** start of Provided information **
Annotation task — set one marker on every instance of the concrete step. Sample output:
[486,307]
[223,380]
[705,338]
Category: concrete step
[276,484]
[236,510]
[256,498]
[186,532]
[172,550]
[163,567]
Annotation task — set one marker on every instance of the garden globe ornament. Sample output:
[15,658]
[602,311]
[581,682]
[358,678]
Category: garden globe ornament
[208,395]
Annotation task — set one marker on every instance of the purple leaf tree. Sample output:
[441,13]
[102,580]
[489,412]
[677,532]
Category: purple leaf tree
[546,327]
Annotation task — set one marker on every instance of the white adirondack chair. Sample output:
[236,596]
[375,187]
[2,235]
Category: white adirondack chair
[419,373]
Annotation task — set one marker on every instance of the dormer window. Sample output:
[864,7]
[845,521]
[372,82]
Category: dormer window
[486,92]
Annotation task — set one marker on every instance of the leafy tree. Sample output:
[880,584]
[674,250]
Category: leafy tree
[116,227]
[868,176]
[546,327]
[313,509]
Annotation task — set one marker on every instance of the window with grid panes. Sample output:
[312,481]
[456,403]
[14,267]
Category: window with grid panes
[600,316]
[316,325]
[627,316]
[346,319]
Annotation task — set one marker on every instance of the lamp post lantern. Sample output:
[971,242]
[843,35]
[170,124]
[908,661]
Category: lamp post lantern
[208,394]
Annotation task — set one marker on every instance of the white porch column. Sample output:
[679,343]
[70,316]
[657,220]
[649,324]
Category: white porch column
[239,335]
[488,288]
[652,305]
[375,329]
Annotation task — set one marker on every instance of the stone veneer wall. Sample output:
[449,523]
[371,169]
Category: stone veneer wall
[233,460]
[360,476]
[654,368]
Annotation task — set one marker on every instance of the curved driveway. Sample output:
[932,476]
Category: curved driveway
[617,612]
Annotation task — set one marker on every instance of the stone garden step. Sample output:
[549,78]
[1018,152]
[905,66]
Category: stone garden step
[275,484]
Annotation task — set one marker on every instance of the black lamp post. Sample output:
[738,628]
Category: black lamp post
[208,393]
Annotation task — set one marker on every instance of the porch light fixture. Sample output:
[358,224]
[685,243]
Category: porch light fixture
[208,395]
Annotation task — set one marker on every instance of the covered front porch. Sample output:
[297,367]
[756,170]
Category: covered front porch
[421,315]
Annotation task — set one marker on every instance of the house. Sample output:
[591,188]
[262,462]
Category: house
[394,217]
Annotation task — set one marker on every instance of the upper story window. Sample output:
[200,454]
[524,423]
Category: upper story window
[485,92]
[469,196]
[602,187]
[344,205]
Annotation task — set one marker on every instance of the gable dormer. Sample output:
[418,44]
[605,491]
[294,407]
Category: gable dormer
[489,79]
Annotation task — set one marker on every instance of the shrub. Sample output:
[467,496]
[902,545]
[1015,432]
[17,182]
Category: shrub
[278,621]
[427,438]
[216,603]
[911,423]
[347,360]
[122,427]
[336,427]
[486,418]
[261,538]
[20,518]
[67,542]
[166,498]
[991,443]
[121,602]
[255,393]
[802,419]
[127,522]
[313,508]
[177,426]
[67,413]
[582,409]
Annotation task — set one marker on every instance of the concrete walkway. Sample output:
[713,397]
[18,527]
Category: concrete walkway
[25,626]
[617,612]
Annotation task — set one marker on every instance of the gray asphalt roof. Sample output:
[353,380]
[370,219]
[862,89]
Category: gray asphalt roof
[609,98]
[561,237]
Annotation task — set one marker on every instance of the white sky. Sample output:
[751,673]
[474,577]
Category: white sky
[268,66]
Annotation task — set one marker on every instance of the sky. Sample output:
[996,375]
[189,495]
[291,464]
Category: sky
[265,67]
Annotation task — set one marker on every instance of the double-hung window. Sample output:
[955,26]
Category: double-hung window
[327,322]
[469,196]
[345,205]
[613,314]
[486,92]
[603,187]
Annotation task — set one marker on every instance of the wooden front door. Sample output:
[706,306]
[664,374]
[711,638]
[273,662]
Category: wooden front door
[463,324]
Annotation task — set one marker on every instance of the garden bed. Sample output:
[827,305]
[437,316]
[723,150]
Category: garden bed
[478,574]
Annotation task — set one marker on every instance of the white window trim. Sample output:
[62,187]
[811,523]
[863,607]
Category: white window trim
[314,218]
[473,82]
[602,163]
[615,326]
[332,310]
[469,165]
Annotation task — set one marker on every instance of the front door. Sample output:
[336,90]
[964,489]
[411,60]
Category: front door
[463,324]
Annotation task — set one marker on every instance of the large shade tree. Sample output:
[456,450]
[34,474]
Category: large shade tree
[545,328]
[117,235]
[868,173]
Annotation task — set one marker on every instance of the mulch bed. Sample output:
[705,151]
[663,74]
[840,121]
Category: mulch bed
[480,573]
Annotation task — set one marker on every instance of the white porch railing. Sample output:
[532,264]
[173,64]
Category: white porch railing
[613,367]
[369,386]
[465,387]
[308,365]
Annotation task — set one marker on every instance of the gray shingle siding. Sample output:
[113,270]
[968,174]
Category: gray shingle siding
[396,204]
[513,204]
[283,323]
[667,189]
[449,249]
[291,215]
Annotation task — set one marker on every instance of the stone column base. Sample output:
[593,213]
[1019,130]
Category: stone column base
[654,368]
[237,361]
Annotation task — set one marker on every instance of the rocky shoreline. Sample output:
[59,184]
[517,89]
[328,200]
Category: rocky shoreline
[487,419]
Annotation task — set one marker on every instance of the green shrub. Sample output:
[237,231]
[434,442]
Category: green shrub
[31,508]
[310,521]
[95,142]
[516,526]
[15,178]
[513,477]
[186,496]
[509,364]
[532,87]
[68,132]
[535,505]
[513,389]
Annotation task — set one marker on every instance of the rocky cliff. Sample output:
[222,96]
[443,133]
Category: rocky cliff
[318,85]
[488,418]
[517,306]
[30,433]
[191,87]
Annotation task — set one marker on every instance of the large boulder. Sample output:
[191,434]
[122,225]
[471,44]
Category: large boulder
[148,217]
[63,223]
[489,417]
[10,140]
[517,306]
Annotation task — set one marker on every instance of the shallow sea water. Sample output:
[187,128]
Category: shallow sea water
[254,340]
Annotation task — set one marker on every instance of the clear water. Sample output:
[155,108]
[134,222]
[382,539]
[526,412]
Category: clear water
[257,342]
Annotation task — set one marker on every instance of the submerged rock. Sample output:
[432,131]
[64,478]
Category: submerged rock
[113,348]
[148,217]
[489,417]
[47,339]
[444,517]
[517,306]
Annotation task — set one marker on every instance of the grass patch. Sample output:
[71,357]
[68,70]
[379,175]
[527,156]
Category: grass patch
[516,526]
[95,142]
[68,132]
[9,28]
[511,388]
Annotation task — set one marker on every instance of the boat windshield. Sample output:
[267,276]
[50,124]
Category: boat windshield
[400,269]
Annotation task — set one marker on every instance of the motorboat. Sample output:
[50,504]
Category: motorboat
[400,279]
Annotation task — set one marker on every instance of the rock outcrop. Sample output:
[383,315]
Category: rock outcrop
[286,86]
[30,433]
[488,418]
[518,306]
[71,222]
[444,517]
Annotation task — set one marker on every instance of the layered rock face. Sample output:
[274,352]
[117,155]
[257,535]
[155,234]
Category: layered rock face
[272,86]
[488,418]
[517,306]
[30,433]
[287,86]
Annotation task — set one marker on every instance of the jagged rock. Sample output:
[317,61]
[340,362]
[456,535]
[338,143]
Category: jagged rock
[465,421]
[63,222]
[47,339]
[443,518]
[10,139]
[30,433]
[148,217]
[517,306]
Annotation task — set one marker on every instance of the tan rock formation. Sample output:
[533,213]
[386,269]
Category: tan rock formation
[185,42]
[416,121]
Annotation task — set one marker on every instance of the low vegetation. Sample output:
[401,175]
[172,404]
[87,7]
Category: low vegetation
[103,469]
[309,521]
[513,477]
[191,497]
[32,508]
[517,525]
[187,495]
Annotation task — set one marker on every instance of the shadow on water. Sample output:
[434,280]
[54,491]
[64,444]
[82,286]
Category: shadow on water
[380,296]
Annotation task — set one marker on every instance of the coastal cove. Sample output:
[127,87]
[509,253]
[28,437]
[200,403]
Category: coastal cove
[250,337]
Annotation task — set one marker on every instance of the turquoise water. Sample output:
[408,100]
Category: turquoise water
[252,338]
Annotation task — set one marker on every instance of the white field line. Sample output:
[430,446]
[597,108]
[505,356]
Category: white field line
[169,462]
** end of Provided information **
** start of Provided information **
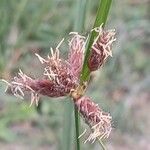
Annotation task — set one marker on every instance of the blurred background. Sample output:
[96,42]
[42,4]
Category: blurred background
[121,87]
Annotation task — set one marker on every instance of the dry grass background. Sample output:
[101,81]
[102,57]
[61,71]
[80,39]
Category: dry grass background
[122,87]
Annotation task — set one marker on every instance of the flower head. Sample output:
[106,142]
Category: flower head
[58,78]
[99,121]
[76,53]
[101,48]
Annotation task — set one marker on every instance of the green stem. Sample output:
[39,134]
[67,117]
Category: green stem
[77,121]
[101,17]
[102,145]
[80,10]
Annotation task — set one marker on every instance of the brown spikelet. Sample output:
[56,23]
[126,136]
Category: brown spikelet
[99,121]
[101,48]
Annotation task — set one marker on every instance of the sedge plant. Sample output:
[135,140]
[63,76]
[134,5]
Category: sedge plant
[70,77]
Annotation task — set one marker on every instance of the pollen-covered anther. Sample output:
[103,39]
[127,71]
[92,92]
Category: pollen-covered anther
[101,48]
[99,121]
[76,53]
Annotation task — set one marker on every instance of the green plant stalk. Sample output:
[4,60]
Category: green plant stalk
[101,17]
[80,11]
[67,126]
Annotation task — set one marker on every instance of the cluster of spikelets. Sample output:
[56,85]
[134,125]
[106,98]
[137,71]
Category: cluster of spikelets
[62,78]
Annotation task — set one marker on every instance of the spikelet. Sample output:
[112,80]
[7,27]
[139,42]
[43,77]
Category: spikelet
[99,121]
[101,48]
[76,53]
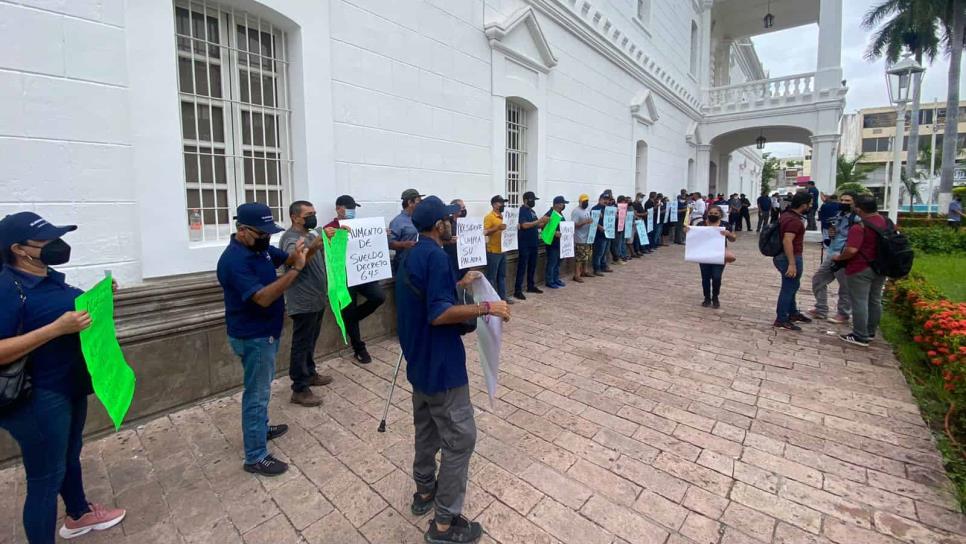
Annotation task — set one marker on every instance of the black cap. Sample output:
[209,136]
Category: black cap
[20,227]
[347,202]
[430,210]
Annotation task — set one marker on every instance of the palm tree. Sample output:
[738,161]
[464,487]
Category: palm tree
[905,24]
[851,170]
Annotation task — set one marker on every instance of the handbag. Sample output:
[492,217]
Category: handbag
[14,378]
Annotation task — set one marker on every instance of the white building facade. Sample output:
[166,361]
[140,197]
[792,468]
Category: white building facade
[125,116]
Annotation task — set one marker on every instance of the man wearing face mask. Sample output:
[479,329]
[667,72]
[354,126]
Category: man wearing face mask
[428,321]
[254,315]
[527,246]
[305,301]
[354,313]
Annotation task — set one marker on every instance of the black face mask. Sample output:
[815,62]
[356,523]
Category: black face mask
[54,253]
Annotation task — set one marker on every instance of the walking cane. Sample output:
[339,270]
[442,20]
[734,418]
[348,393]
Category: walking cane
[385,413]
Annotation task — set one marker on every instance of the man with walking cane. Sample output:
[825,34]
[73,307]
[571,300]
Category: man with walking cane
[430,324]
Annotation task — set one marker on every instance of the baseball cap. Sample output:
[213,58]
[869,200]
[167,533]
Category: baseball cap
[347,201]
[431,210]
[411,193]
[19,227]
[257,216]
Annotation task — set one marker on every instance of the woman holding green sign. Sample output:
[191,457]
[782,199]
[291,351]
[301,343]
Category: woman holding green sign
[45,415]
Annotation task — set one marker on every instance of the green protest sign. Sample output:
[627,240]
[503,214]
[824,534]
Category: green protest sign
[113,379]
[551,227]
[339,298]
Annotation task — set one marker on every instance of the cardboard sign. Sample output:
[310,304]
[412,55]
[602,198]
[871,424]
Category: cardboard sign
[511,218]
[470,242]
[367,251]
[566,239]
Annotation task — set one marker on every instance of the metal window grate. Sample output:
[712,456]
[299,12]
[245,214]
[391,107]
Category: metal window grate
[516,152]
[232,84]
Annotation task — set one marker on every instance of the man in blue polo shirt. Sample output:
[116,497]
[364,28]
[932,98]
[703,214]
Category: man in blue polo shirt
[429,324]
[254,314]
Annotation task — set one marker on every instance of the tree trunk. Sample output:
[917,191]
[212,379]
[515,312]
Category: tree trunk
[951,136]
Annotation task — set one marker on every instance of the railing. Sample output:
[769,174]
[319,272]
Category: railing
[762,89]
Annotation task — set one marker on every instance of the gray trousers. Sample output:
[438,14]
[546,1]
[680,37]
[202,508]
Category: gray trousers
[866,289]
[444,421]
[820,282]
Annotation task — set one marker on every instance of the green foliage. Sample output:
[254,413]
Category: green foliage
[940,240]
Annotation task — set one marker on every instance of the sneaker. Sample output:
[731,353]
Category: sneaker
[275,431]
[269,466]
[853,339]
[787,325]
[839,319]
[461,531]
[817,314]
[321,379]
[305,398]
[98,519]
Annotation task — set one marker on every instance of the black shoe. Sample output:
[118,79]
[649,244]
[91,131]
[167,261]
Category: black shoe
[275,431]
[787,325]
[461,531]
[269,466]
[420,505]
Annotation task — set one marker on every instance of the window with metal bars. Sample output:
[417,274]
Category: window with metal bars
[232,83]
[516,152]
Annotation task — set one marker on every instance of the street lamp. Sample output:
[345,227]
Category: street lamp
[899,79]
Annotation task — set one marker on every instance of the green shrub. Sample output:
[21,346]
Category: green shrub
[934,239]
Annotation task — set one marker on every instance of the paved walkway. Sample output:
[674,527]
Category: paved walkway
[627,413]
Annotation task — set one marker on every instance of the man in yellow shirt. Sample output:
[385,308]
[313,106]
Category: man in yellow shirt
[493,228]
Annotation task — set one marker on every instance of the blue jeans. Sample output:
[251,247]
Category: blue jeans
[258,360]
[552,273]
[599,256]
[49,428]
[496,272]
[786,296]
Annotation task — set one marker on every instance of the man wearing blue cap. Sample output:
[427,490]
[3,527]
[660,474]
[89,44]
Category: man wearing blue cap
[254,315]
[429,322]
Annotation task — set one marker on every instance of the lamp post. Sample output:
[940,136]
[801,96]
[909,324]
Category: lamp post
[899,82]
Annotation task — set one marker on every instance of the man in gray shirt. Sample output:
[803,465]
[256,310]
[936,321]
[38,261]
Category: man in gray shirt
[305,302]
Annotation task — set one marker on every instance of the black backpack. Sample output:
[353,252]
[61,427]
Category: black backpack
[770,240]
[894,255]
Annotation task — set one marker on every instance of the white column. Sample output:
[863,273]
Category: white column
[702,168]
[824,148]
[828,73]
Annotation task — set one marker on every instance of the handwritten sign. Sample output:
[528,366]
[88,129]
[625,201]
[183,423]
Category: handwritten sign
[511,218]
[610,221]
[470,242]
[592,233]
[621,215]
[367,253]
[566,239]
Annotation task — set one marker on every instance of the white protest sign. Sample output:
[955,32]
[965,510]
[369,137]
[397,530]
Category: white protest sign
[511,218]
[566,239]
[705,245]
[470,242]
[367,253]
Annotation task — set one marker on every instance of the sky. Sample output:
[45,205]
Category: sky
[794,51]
** end of Provided information **
→ Short exercise: Gather every line above that contains the string "trim".

→ Result for this task:
Annotation task — set one marker on every instance of the white window trim. Sample output:
Category: white window trim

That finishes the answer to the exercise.